On 28 April 1999 Mr A. lodged a complaint with the European Ombudsman against the European Parliament, concerning his participation in open competition EUR/C/135 organised by the European Parliament.
On 30 March 1999, the complainant requested the Selection Board to re-examine his tests and to be allowed to have a copy of his own marked examination papers. No written reply was given to him. However, the complainant stressed that during a telephone call with the Chairman of the Selection Board, he was told that he could not have access to his own marked examination papers.
In his complaint to the Ombudsman, he made the following allegations:
1) The Selection Board failed to reply in writing to his letter of 30 March 1999.
2) The Selection Board refused to allow him access to his own marked examination papers.
By letter of 28 May 1999, the complainant informed the Ombudsman that on 19 May 1999, he finally received a reply from the Selection Board. In its reply the Selection Board pointed out that at the complainant's request, it re-examined his tests and confirmed that the marks he had received were correct. It refused to allow him to have a copy of his own marked examination papers on the basis of the confidentiality of the Selection Board's work.

THE INQUIRY


The Parliament's opinion
In summary, the Parliament's opinion on the complaint was as follows:
As concerns the alleged failure to reply to the complainant's letter dated 30 March 1999, the Parliament pointed out that on 19 May 1999 the Chairman of the Selection Board replied in writing to the complainant, informing him that it had acceded to his request to re-examine his tests. After the re-examination, the Selection Board confirmed the marks received by the complainant. The complainant had only reached 13 points in test 1.c whereas the minimum required was 25 points. He was therefore excluded from the competition and informed accordingly.
As regards the refusal to give access to his marked examination papers, the Parliament reiterated its position. It refused the access on the basis of the confidentiality of the Selection Board's work and recalled the case-law of the Community Courts in this field(2). According to the Parliament interpretation, the Appointing Authority is prohibited from providing candidates with their test papers with the corrections and comments made by Selection Board members.
The complainant's observations
In his observations on the Parliament's opinion, the complainant maintained his original claims.
Moreover, he referred to the Selection Board's reply of 19 May 1999, in which the institution had made clear that, if correction of test 1.a and test 1.b was made by an optical reader, test 1.c was corrected by several correctors with all the guarantees of anonymity.
The complainant contested this claim. According to him, the candidates' anonymity during the selection procedure was not respected because the personal data of each candidate were indicated on the examination papers.

FURTHER INQUIRIES

On 21 October 1999, the Ombudsman wrote to the institution in order to clarify the reference to the "guarantee of anonymity" made by the Parliament in its letter sent to the complainant on 19 May 1999.

**Collected data**
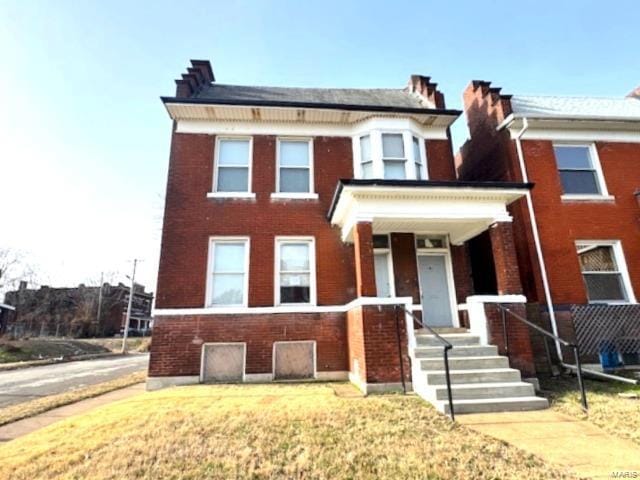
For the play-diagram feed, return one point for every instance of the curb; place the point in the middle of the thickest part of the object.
(50, 361)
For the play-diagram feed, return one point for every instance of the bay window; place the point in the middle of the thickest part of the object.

**Challenges**
1. Answer these about the Ombudsman complaint passage:
(a) On what date did the complainant finally receive a reply from the Selection Board?
(b) How many points did the complainant reach in test 1.c, and what minimum was required?
(c) On what date did the Ombudsman write to the institution about the "guarantee of anonymity"?
2. How would you translate this sentence from the Ombudsman complaint passage into Spanish: "In his observations on the Parliament's opinion, the complainant maintained his original claims."?
Nothing here requires the lines.

**Answers to the exercise**
1.
(a) 19 May 1999
(b) 13 points; the minimum was 25 points.
(c) 21 October 1999

2. En sus observaciones sobre el dictamen del Parlamento, el reclamante mantuvo sus alegaciones iniciales.